━━━━━ EXCERPTED TEXT

Once again, physicists confirm a concept that we radionicists have been saying for a long time.
Regular readers of Aetheric Arts blog know that my concept of Radionics is that it has little to do with electronics per se. Electromagnetism is a carrier, but it is not what “does the work”, any more than the copper wires that carry electricity do the “work”. What’s being carried along the electromagnetic waves is what I like to call “aetheric information”. These emanations transmit “instructions” to the target, and the target carries them out. (See the previous posts here and here for more discussion.)
But how can “information” cause these changes? Changes in the physical world require energy. How can information impart energy? Wouldn’t that be a violation of the Second Law of Thermodynamics?
There’s a famous “thought experiment” in physics known as “Maxwell’s Demon”, described by James Clerk Maxwell to demonstrate that the Second Law is only “statistical”. It goes like this: a container is divided into two parts by an insulated wall, with a door that can be opened and closed by what came to be called “Maxwell’s demon”. The demon opens the door to allow only the “hot” molecules of gas to flow through to a favored side of the chamber, causing that side to gradually heat up while the other side cools down, thus decreasing entropy.

━━━━━━━━━━
━━━━━ DATA SECTION

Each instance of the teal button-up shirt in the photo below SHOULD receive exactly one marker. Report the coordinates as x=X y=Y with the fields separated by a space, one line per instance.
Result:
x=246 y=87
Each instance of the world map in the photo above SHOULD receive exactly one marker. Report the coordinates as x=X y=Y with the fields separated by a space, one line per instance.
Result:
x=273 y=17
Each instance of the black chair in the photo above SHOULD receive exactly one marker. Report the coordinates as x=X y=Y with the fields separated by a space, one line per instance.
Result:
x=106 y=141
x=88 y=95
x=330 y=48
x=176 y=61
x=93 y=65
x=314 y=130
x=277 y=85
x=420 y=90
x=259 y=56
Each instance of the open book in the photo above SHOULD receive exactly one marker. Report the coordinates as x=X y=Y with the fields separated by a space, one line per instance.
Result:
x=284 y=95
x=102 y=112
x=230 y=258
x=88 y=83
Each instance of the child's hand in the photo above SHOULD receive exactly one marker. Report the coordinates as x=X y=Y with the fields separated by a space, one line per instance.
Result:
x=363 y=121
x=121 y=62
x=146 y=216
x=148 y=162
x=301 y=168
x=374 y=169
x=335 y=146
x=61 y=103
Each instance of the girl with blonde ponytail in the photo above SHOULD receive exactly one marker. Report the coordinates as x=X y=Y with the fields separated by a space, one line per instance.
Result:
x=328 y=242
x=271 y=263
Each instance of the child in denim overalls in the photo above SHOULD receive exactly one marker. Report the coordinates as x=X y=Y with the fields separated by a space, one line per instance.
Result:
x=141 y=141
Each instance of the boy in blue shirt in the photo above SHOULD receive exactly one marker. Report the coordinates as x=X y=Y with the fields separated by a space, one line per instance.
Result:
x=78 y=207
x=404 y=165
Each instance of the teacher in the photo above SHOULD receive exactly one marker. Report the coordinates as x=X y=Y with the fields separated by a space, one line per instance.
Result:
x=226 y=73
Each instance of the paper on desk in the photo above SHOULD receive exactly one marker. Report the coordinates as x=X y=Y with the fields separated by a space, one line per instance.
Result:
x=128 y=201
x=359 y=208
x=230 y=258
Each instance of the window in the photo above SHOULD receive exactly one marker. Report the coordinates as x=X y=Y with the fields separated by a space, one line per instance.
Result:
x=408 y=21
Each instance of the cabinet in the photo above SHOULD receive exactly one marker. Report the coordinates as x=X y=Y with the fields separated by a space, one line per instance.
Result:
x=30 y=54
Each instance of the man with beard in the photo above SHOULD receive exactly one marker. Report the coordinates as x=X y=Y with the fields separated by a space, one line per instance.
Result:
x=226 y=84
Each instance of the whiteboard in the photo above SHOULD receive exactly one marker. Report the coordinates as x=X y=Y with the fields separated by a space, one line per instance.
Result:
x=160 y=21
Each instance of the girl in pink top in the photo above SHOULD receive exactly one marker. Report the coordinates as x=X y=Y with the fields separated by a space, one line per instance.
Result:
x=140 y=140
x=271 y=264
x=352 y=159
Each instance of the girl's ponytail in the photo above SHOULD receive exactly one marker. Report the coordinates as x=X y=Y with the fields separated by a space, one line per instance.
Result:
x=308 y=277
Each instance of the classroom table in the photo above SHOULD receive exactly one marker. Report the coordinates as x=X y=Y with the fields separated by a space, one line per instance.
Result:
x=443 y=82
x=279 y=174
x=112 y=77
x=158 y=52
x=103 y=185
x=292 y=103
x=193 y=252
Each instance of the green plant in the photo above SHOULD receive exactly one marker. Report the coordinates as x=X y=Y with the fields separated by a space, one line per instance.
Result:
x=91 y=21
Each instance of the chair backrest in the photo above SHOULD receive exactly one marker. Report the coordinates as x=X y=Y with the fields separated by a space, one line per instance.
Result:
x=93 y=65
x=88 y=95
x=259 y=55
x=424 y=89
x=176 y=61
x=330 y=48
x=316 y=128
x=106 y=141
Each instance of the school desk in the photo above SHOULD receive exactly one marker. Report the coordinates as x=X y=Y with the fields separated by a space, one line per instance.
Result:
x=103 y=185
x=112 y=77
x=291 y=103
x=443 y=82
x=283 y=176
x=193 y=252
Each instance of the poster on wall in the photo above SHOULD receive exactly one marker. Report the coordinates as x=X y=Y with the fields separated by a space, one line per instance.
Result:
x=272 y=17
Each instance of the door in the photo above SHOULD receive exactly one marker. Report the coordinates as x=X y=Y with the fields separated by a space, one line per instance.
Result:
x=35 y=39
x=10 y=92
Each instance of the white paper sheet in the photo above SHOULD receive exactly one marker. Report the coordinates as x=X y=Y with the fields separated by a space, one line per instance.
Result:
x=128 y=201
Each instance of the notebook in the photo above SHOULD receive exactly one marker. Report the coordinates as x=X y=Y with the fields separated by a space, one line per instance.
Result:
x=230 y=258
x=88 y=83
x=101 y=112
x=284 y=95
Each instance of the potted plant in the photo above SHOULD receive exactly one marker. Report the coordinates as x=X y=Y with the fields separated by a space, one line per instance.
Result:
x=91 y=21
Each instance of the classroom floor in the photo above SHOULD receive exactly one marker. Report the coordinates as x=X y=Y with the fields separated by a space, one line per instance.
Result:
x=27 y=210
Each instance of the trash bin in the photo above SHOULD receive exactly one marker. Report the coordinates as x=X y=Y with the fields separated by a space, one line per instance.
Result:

━━━━━━━━━━

— ACTIVITIES —
1. List every sentence in the radionics blog post that ends with a question mark.
2. Write the next part of the radionics blog post, picking up right after its description of Maxwell's demon.

— ANSWER LIST —
1.
But how can “information” cause these changes?
How can information impart energy?
Wouldn’t that be a violation of the Second Law of Thermodynamics?

2.
Maxwell described it thusly in his book, “Theory of Heat” in 1871:
“… if we conceive of a being whose faculties are so sharpened that he can follow every molecule in its course, such a being, whose attributes are as essentially finite as our own, would be able to do what is impossible to us. For we have seen that molecules in a vessel full of air at uniform temperature are moving with velocities by no means uniform, though the mean velocity of any great number of them, arbitrarily selected, is almost exactly uniform. Now let us suppose that such a vessel is divided into two portions, A and B, by a division in which there is a small hole, and that a being, who can see the individual molecules, opens and closes this hole, so as to allow only the swifter molecules to pass from A to B, and only the slower molecules to pass from B to A. He will thus, without expenditure of work, raise the temperature of B and lower that of A, in contradiction to the second law of thermodynamics….”
However, there has never been a way to experimentally test Maxwell’s hypothesis, and he only offered it as a proof for the statistical nature of the Second Law. In fact, the “statistical”, probabilistic nature of reality was confirmed some fifty years later with the advent of Quantum Theory.
Technology Review, published by the Massachusetts Institute of Technology, reports the first demonstration of an “information-heat” engine.
A couple years ago, experimenters led by Shoichi Toyabe of Chuo University demonstrated a working model of such a device. And just last month, their work was confirmed by scientists at the University of Tokyo.
As the article says, this is “hugely significant.” It shows that thermodynamics, that is “work-producing energy”, is not only a function of classical physics, but but must take quantum informational effects into account. In order to avoid violating the Second Law, the “information field” of any phenomenon must be taken into account. The molecular machinery of living cells often appear to rely on what’s called a Brownian Rachet, that harvests the random motions of molecules to function.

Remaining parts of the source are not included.